| Your task |
Given the material below, output exactly the lines from the line with "positive clicks: (193, 331) (217, 491)" to the line with "224V638L435 606V525L294 330L123", both ends included, and no other lines.

***** Data for this task

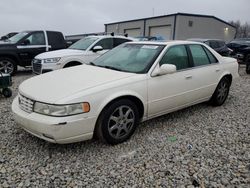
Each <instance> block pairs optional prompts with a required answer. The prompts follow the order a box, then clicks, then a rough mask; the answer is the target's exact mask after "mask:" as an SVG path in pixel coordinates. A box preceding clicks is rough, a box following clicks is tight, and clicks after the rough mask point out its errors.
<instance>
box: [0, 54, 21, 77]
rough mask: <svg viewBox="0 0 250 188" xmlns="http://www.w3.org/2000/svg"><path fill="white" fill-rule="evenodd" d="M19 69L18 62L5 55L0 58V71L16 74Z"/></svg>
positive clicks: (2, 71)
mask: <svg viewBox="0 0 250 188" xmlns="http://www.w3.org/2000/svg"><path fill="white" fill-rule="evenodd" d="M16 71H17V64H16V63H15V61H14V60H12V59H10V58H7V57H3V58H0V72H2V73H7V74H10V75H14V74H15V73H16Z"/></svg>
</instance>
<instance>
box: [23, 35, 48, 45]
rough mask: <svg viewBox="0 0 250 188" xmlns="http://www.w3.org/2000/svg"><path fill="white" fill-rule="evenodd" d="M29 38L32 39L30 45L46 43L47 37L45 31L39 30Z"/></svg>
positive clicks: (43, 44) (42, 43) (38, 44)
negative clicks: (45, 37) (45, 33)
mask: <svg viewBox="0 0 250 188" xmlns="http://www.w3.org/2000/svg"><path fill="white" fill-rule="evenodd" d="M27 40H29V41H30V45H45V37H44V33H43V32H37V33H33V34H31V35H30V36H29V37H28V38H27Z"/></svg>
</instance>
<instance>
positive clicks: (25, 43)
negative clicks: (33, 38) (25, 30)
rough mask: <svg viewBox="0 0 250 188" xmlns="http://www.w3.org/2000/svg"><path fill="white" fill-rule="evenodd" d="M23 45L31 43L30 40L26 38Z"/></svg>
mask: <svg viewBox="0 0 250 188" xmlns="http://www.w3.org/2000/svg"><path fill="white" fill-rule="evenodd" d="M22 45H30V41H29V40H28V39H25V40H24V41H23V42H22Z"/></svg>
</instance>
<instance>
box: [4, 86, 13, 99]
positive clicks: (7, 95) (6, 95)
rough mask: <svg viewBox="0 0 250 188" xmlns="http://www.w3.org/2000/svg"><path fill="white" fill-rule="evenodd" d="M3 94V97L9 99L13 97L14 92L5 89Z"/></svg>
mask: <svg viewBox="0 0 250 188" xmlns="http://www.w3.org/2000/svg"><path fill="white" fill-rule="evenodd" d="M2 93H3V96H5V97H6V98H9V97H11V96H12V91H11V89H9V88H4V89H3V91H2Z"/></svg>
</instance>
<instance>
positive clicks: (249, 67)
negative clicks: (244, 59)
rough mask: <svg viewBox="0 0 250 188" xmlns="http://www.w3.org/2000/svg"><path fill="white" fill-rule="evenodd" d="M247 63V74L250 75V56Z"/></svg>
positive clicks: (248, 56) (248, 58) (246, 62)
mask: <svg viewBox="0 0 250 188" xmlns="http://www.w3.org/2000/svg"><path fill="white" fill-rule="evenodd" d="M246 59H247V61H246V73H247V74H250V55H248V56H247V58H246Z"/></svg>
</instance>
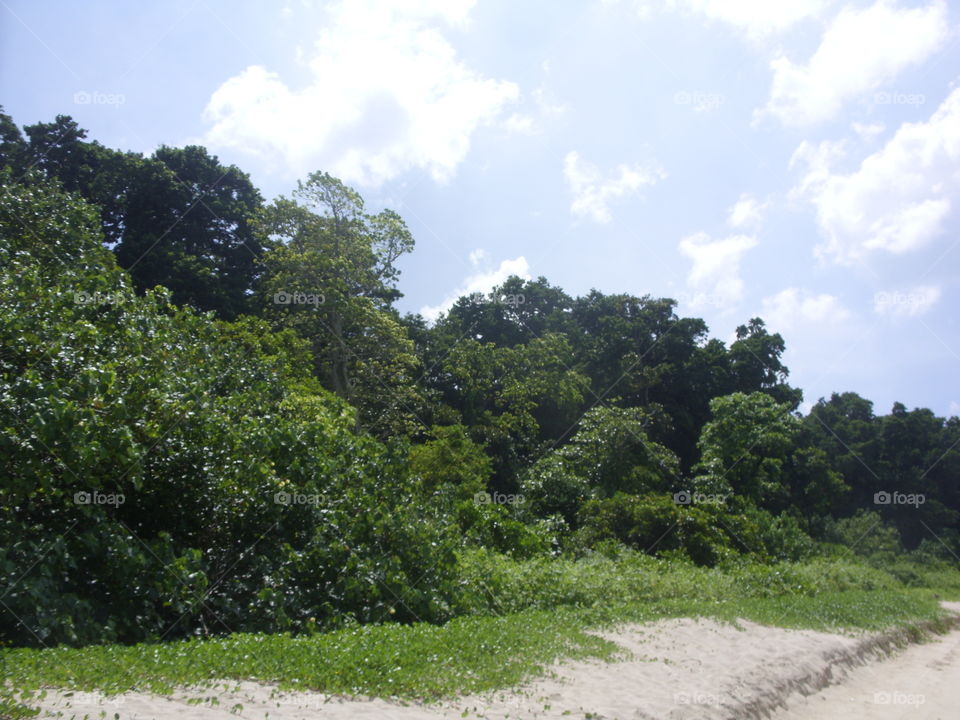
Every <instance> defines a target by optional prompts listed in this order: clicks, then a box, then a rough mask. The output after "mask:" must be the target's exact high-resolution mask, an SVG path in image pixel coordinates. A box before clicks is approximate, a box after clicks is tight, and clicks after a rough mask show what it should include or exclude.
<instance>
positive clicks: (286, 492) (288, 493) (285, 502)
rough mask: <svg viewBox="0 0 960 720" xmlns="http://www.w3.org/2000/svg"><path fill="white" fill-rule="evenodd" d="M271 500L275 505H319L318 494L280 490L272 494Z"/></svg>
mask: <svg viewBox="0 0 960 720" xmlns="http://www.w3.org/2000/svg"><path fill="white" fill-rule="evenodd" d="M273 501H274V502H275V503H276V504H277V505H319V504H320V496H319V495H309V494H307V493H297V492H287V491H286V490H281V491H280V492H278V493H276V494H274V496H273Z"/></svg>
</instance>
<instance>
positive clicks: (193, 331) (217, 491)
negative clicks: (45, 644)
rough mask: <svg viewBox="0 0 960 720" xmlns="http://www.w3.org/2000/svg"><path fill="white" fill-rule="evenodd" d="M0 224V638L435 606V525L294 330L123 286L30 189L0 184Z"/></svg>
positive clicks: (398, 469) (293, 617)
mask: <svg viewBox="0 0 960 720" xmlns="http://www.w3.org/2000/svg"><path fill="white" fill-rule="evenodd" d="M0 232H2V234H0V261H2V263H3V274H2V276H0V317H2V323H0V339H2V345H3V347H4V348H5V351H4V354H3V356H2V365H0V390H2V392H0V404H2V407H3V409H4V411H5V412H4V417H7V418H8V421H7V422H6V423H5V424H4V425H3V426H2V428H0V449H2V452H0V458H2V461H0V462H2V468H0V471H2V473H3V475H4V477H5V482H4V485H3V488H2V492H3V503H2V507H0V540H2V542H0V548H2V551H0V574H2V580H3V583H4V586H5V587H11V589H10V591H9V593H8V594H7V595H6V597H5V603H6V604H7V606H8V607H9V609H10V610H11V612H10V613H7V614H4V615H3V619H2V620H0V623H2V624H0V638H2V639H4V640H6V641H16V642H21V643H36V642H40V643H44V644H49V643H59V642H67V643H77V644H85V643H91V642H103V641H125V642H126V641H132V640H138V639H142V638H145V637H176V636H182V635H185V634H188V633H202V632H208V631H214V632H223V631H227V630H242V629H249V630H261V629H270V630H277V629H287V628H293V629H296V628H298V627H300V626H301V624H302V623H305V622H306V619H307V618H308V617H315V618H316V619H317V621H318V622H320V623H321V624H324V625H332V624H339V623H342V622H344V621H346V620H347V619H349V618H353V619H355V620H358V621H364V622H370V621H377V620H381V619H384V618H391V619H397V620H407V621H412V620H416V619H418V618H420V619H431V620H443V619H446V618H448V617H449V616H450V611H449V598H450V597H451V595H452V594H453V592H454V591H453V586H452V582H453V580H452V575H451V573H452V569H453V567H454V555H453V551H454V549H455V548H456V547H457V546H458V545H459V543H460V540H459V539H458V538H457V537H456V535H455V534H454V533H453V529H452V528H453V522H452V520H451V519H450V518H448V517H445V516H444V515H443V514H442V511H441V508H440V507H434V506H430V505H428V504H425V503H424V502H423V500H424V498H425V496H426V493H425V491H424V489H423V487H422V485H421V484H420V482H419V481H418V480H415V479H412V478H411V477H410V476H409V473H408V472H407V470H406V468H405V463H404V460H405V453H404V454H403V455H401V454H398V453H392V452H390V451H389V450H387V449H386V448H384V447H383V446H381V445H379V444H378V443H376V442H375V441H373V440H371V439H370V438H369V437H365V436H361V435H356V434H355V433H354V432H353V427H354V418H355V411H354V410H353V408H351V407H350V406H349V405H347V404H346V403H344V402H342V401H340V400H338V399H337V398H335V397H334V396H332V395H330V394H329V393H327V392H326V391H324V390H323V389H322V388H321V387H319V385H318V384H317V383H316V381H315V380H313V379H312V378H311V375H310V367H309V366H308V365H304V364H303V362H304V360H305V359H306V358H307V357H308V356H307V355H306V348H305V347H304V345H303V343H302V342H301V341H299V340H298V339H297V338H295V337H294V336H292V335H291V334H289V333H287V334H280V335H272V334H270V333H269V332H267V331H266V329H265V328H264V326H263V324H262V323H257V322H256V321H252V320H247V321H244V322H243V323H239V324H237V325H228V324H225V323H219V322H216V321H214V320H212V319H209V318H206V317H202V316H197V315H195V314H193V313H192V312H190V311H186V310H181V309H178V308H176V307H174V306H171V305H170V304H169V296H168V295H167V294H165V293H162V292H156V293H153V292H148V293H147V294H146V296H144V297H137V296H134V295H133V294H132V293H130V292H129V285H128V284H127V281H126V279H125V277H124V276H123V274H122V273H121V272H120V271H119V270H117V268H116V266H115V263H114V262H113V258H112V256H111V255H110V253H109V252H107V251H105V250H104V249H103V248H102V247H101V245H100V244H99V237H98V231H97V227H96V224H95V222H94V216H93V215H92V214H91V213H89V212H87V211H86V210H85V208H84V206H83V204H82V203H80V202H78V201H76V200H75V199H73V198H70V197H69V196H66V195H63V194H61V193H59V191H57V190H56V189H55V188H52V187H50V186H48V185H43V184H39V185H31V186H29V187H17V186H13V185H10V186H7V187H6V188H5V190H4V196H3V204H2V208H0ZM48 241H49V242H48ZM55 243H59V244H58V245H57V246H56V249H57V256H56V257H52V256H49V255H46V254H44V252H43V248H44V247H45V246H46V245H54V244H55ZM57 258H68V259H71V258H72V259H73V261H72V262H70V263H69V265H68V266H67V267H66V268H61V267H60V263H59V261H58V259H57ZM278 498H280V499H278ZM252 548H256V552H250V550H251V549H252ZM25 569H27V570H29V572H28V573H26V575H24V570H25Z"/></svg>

**********

| Finished exercise |
positive clicks: (193, 331) (217, 491)
negative clicks: (45, 644)
rough mask: <svg viewBox="0 0 960 720" xmlns="http://www.w3.org/2000/svg"><path fill="white" fill-rule="evenodd" d="M0 224V638L435 606V525L294 330L123 286L30 189L0 184Z"/></svg>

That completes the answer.